[EXTRAIT DU DOCUMENT]:
Une arbitre ordonne la réintégration en emploi d’une camionneuse alcoolique

MONTRÉAL — Une entreprise de camionnage québécoise a reçu l’ordre de réintégrer une employée ayant été congédiée après avoir bu au moins neuf bières avant de perdre le contrôle de son camion sur une autoroute de Pennsylvanie.

Les actions de la conductrice constituaient une faute grave, mais sa consommation d’alcool était le résultat d’une maladie — l’alcoolisme — et Groupe Robert aurait dû lui proposer un accommodement raisonnable, écrit l’arbitre du travail Huguette April dans sa décision écrite du 18 juillet.

«La nuit de l’accident (l’employée) avait besoin de boire, rappelle Mme April. Elle a admis que même si elle savait qu’elle ne devrait pas le faire, le besoin était plus fort, comme quelque chose qu’elle ne pouvait pas contrôler.»

La femme a été congédiée après avoir été impliquée dans un accident le 30 juin 2022. Le camion a été endommagé, mais l’accident n’a fait aucun blessé.

Les faits de l’affaire indiquent que la camionneuse s’est arrêtée deux fois pour acheter des caisses de six cannettes de bière alors qu’elle se rendait d’une banlieue de Montréal à la Pennsylvanie. La femme a admis avoir bu au moins neuf bières pendant le voyage, mais elle ne se souvenait pas si elle avait bu les trois dernières sur la route. 

Après l’accident, elle a été arrêtée avec un taux d’alcoolémie de 0,18, soit plus du double de la limite légale.

La camionneuse a parlé à son employeur de son alcoolisme environ une semaine après l’accident et du fait qu’elle a demandé de l’aide médicale pour arrêter de boire. Elle a été officiellement licenciée le 31 août, après avoir terminé un programme de traitement de la toxicomanie en milieu hospitalier.

Mme April a déclaré qu’il n’y avait aucune preuve que le Groupe Robert avait demandé ou vérifié si son employé en difficulté souffrait d’alcoolisme.

L’ex-employée a plaidé devant l’arbitre que l’entreprise aurait pu installer un appareil de test d’alcoolémie dans son camion après l’accident ou lui trouver un autre travail dans son organisation.

[DONNÉES À EXAMINER]:

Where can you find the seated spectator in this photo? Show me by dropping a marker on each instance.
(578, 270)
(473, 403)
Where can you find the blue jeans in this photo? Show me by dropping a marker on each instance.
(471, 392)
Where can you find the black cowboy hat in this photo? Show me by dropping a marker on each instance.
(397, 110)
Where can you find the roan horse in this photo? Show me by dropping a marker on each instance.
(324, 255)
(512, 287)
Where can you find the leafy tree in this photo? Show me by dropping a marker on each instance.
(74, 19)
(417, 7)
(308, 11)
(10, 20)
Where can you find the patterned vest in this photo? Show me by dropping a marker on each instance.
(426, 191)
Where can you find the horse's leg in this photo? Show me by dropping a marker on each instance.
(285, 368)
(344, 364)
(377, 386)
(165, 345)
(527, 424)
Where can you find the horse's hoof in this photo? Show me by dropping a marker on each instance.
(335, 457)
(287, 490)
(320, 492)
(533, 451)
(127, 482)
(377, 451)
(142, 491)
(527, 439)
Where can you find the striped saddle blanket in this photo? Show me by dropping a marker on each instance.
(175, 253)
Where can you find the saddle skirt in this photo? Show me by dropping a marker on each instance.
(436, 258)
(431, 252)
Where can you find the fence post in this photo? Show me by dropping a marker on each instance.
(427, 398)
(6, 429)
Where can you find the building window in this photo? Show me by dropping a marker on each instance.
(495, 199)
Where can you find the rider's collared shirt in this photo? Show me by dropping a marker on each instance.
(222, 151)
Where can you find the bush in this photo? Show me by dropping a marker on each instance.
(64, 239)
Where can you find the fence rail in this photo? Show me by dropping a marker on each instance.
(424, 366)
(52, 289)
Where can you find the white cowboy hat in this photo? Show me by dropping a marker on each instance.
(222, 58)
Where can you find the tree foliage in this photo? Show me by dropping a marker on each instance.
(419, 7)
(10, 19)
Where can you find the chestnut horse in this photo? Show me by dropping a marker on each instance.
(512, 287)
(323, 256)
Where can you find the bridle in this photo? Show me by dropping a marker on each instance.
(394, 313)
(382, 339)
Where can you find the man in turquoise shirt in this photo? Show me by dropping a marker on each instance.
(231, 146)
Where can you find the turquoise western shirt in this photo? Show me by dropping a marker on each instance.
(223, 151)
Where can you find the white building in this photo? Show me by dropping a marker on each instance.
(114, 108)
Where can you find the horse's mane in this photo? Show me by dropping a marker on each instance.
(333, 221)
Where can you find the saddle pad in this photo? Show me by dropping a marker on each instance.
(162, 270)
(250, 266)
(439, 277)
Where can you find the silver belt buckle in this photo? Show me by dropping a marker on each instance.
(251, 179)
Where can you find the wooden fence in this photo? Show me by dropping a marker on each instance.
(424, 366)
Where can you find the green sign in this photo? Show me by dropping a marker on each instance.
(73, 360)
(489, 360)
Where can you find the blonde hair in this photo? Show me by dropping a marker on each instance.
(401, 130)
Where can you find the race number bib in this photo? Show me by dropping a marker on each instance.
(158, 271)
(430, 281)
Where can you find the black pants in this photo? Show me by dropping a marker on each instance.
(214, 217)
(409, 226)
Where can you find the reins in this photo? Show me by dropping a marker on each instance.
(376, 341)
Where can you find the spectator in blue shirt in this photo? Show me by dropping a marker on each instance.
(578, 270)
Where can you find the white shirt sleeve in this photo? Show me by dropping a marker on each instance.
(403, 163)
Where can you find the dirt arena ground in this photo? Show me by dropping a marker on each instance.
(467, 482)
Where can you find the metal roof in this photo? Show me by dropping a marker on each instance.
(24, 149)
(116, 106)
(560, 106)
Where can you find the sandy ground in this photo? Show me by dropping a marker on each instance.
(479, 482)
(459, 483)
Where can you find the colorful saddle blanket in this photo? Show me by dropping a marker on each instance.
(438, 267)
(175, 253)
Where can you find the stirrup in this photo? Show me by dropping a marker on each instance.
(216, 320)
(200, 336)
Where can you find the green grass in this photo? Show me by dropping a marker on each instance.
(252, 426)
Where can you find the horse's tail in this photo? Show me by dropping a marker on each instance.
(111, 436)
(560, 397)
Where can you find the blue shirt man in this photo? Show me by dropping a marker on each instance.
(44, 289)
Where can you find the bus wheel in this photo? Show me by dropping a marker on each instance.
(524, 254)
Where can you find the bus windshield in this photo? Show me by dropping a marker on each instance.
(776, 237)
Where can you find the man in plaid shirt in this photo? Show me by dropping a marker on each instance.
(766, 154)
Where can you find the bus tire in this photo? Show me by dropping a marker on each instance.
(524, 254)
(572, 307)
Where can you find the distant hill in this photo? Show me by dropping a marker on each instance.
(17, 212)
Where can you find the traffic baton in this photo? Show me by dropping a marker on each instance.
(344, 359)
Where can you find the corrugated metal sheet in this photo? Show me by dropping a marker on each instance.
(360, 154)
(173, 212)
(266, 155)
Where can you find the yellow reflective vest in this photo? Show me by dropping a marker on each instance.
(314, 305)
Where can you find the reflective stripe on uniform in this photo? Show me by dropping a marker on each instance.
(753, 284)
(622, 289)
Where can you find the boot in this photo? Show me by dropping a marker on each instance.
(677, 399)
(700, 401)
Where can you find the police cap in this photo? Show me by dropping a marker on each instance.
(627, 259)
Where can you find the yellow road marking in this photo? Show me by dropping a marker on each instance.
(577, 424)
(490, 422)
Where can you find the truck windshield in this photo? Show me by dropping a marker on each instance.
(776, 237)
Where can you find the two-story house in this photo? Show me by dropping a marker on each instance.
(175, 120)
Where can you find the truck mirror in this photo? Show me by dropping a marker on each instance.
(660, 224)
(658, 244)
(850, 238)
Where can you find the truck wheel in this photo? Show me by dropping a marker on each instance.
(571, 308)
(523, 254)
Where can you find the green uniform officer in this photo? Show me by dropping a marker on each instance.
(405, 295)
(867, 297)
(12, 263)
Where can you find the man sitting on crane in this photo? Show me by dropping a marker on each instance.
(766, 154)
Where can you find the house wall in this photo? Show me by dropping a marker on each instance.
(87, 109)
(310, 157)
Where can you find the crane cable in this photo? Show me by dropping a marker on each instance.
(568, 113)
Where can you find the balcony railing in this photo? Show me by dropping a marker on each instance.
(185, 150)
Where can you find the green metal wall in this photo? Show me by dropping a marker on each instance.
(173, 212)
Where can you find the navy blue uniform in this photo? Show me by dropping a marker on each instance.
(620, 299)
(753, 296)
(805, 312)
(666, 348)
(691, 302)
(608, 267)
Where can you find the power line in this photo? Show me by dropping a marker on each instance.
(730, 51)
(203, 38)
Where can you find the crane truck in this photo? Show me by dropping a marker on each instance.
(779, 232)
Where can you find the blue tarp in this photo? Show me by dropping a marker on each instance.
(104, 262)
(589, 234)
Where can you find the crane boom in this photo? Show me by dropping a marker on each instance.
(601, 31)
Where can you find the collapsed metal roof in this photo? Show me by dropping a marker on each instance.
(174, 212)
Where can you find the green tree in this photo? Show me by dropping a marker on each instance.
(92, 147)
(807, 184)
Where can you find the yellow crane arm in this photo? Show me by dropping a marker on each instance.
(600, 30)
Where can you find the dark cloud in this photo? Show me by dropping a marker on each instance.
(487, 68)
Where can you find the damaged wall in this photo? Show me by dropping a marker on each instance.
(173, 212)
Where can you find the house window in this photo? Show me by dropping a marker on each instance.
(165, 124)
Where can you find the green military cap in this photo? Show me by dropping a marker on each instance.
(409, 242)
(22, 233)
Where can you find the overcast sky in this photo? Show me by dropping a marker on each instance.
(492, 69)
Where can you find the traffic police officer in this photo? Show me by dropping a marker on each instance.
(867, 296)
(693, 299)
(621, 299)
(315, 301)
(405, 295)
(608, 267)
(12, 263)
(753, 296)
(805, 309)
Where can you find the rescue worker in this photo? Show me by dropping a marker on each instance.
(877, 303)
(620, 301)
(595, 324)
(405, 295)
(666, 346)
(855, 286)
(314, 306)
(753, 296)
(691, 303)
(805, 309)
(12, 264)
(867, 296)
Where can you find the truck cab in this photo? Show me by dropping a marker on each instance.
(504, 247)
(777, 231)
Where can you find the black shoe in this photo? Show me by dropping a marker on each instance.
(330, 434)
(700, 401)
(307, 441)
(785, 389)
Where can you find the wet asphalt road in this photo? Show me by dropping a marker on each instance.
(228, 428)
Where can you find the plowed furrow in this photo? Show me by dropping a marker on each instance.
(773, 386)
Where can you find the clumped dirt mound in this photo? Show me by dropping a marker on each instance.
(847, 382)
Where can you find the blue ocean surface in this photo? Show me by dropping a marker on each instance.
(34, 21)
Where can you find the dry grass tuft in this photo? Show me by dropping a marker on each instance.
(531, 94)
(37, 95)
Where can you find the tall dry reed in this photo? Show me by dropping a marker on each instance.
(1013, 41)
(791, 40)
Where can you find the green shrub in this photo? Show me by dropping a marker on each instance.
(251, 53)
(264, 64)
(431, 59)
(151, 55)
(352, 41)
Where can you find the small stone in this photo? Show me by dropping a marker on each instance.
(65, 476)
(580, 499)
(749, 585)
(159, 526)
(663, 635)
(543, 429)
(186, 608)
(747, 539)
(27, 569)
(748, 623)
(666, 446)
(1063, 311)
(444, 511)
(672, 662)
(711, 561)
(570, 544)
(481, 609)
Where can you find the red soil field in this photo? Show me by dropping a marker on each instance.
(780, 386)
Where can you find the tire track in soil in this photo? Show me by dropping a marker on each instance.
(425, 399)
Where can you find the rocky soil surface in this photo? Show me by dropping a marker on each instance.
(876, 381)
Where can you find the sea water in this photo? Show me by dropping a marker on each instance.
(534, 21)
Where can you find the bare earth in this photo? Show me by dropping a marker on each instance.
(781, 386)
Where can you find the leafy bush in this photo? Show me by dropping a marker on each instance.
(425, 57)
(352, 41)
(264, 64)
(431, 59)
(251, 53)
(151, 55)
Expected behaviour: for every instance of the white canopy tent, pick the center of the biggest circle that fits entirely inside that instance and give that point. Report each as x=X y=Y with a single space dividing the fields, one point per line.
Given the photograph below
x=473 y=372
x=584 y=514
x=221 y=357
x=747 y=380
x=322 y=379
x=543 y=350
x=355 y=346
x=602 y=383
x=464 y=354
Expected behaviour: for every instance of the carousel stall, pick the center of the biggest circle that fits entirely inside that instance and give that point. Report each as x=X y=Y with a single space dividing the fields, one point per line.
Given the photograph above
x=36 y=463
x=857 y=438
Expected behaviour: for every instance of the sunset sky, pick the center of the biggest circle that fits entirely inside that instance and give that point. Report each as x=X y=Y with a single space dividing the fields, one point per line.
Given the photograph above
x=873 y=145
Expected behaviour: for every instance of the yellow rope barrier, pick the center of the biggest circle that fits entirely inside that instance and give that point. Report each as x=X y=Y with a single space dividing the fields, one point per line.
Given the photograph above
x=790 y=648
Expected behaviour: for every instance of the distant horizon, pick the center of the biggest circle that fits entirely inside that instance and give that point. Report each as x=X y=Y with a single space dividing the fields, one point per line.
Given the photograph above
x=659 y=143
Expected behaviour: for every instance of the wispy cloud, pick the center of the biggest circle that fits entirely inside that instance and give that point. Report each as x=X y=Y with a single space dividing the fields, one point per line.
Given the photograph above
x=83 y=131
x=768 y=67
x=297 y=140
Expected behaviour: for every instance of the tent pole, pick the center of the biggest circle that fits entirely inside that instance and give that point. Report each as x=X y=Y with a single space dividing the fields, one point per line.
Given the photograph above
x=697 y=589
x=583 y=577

[LISTE DES ACTIVITÉS]:
**a.** Relevez toutes les dates précises, avec le jour et le mois, qui figurent dans l'article sur la réintégration de la camionneuse.
**b.** Donnez la suite de l'article sur la réintégration de la camionneuse, en commençant après sa dernière phrase.

[RÉPONSES DANS L'ORDRE]:
**a.**
- 18 juillet
- 30 juin 2022
- 31 août

**b.**
Le Groupe Robert a indiqué à l’arbitre que la salariée avait contrevenu à la convention collective qui stipulait que les camionneurs qui buvaient au travail seraient congédiés.

«Chez Groupe Robert, la sécurité de tous les usagers de la route est notre priorité absolue», a écrit lundi le porte-parole de l’entreprise, Kim Leclerc, dans un courriel, en précisant que la décision de licencier la camionneuse «n’a pas été prise à la légère».

«Nous avons la responsabilité envers la communauté de veiller à ce que nos employés respectent les normes de sécurité les plus élevées», a indiqué M. Leclerc.

Marc-André Gauthier, porte-parole de Teamsters Canada, le syndicat qui représente la conductrice et qui a contesté son congédiement, a affirmé qu’il a l’obligation de défendre ses membres en matière de travail, quelles que soient les circonstances.

La sécurité routière est une priorité pour le syndicat, a-t-il fait savoir dans un courriel, lundi.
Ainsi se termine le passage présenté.